== Segment start ==

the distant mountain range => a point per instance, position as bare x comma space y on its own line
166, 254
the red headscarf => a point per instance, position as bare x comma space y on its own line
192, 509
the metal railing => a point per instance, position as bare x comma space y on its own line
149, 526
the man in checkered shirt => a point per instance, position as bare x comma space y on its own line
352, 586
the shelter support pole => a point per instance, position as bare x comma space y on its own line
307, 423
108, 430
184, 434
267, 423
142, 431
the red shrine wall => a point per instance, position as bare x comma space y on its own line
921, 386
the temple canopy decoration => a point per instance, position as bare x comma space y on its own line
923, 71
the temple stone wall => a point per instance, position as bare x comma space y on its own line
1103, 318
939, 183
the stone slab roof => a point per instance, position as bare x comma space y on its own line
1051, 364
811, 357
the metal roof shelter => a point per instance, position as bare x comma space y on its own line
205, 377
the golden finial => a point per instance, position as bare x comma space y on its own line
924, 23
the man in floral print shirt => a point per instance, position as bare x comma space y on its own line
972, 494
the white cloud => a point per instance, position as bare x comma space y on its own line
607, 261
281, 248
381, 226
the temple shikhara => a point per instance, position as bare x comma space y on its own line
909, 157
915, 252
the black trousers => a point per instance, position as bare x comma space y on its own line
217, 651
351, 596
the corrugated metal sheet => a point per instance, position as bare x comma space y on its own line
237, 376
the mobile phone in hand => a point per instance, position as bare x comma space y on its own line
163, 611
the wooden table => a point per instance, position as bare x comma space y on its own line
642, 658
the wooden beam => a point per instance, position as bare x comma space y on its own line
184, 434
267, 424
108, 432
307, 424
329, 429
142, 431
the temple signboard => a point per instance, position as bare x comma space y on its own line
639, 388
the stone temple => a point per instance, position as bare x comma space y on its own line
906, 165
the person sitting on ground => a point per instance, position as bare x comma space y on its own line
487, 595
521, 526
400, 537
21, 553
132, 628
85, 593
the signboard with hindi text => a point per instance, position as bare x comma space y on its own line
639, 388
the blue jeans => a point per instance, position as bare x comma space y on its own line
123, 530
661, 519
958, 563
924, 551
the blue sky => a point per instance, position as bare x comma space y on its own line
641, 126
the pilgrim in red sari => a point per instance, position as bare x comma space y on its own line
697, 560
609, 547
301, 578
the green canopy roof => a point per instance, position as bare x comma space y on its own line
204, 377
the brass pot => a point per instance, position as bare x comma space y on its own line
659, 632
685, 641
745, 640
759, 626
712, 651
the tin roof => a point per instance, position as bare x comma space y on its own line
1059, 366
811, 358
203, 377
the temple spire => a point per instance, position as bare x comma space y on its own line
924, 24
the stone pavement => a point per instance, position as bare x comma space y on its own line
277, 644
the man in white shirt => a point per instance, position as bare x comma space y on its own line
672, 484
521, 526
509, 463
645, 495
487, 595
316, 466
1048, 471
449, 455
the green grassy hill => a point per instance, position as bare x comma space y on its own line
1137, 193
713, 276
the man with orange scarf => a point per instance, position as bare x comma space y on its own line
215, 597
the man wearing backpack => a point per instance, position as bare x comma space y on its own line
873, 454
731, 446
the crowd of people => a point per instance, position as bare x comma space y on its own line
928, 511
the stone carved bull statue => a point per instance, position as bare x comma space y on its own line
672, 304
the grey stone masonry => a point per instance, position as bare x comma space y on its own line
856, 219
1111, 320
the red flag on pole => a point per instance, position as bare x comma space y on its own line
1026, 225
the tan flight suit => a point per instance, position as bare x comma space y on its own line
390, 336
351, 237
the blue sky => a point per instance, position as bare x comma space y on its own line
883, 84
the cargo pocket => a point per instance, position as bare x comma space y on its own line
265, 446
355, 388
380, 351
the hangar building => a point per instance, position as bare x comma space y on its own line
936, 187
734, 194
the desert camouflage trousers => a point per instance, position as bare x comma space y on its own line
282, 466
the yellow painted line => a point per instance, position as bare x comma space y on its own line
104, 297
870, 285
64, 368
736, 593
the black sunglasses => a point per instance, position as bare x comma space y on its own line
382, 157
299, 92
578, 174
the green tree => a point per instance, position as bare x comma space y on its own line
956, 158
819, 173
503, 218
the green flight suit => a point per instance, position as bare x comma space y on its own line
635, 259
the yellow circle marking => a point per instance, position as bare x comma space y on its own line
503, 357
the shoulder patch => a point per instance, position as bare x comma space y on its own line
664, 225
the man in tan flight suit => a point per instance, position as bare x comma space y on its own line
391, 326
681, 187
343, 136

== Segment end ==

**Goal of the exercise**
Your task is to reproduce all the data exactly as shown.

**Exercise output**
the distant mountain range => a point per instance, position as bare x comma space y on its own line
166, 254
the red headscarf => a point per instance, position as bare x comma space y on its own line
192, 509
the metal railing => a point per instance, position as bare x comma space y on its own line
149, 526
the man in checkered shirt => a point per instance, position as bare x comma space y on its own line
352, 586
the shelter support pole => a point per instance, position as bare x comma space y on its own line
307, 423
108, 430
184, 434
267, 423
142, 431
the red shrine wall => a point per instance, position as bare x comma space y on its own line
921, 386
the temple canopy decoration => a point per instance, position as bare x comma space y on its own line
923, 71
the temple stone wall => a point per instance, position as bare x comma space y on its own line
1103, 318
939, 183
the stone slab roof => a point per instance, position as bare x comma space y on its own line
1051, 364
811, 357
the metal roof shelter => a point per instance, position as bare x comma space y on its own line
205, 377
the golden finial => a point per instance, position as bare x comma space y on its own line
924, 23
the man in floral print shirt => a point per instance, position as bare x comma space y on its own line
972, 494
the white cloud => a point per instance, position as bare x comma space y on its own line
607, 261
281, 248
381, 226
the temple shikhara => a point per instance, position as bare x comma space y on its own line
909, 157
915, 252
the black trousers => a point per instance, position as bare x comma space y on its own line
217, 651
351, 596
the corrugated metal sheet => a point per instance, position as bare x comma space y on its own line
237, 376
the mobile phone in hand => a point per instance, position as bare x comma space y on its own line
163, 611
the wooden table => a point per instance, position as bare x comma space y on its own line
642, 658
the wooden beam => a point per instance, position as bare x comma space y on its own line
184, 434
267, 424
108, 432
307, 424
329, 429
142, 431
the temple signboard => a point per instance, position as bare x comma space y on its own line
639, 388
the stone temple => a point per instance, position as bare x comma space y on its own line
906, 165
the person sitting on ground => a point per instance, position as bare x comma space y on its own line
487, 595
521, 526
400, 537
21, 553
132, 628
85, 593
the signboard with hindi text => a point per instance, position as bare x comma space y on its own line
639, 388
the blue jeans => a point per instance, position as bare x comma space y on its own line
123, 530
661, 519
958, 563
924, 551
the blue sky => a point per instance, position as bare x comma space y on its own line
641, 126
the pilgrim in red sari => a point per instance, position as bare x comma space y on its own line
697, 560
609, 547
301, 578
the green canopy roof => a point per instance, position as bare x comma space y on its own line
204, 377
the brass pot => a point per instance, position as bare x comma space y on its own line
659, 632
685, 641
745, 640
759, 626
712, 651
the tin roof => a point per instance, position as bare x comma space y on its own line
1059, 366
811, 358
203, 377
the temple spire => a point per instance, position as bare x comma space y on its own line
924, 24
the stone pavement => a point per instance, position as bare x comma space y on its own line
277, 644
the man in white shirt => a point per instance, position as bare x comma space y on its own line
672, 484
521, 526
509, 463
645, 495
487, 595
316, 466
1048, 471
449, 455
the green grassy hill => a point per instance, position as bare x comma space y on its own line
1137, 193
713, 276
the man with orange scarf => a point per instance, position as bare x comma space y on its own line
215, 597
the man wearing backpack => a point per instance, position as bare x comma space y on its own line
873, 454
731, 446
the crowd of people => a point per instance, position as bare x comma space y on its own line
928, 511
the stone carved bull statue => a point per instance, position as bare x comma space y on its own line
672, 304
the grey stone masonry => a point per instance, position as bare x comma space y on its own line
856, 219
1111, 320
the red flag on pole => a point per instance, position as bare x comma space y on its own line
1026, 225
the tan flight suit => a point per instance, position as bare x comma space y on its own line
390, 336
351, 237
the blue sky => a point per instance, position as bare x comma space y on its own line
883, 84
the cargo pocket => a point per instance, position as bare x comma space y on its own line
265, 446
355, 388
380, 351
the hangar building => a point per instance, position as bare x comma space y on its own line
936, 187
734, 194
the desert camouflage trousers => a point per instance, position as bare x comma space y on its own line
282, 466
the yellow painted line => a point per instance, position as bare x comma space y on its own line
104, 297
870, 285
64, 368
736, 593
the black sunglasses => a point per instance, position as bare x comma space y on its own line
382, 157
299, 92
578, 174
the green tree => a point per instance, position as bare x comma space y on its own line
956, 158
819, 173
503, 218
the green flight suit => a point per instance, position as bare x comma space y on its own line
635, 259
the yellow circle marking => a point per instance, position as bare x comma space y on its own line
503, 357
the shoulder patch => a point per instance, position as bare x comma space y on its own line
664, 225
the man in tan flight suit => a point per instance, position as bare x comma space y on its own line
391, 326
681, 187
343, 136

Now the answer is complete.